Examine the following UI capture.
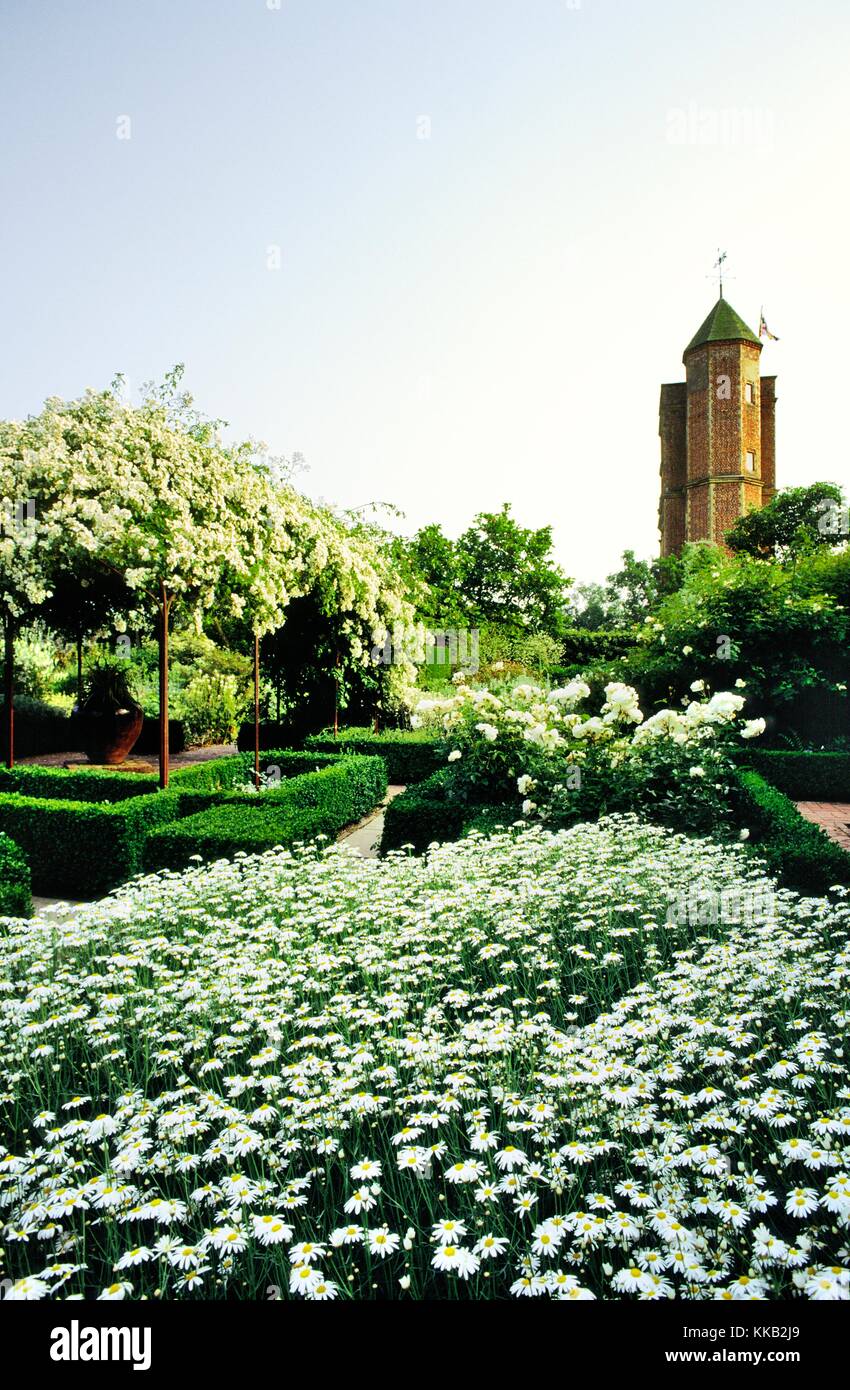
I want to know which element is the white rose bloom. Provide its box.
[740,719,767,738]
==
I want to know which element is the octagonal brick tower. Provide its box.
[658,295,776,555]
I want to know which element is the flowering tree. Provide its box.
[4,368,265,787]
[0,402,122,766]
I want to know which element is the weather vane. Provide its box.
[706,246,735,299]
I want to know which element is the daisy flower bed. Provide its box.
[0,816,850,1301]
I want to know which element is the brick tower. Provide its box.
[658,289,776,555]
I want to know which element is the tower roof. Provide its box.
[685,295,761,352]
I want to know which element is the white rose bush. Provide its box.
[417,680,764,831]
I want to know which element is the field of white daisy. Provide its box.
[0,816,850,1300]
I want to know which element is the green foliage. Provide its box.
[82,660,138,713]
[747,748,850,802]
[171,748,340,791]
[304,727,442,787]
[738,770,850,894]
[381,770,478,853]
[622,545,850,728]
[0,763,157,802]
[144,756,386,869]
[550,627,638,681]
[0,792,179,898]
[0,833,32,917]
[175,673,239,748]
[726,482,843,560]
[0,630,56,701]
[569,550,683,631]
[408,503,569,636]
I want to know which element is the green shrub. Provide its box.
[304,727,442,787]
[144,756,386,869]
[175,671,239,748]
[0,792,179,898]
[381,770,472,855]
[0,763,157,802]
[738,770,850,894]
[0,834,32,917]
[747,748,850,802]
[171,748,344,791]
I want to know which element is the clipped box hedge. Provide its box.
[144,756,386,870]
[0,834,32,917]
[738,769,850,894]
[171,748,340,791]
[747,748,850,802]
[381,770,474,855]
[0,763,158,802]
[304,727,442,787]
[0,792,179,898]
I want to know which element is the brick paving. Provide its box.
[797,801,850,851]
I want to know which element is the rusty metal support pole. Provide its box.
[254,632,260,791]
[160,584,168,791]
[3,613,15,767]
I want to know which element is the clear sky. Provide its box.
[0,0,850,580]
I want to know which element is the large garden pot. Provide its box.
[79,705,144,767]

### [The task]
Arrange the material from the line containing "Examine the following UI capture." through the line containing "[740,719,767,738]" as a JSON list of strings, one string per line. Skip blank lines and leave the picture out.

### [Answer]
[
  "Examine the following UI capture.",
  "I want to know which element is the white rose bloom. Provide its box.",
  "[740,719,767,738]"
]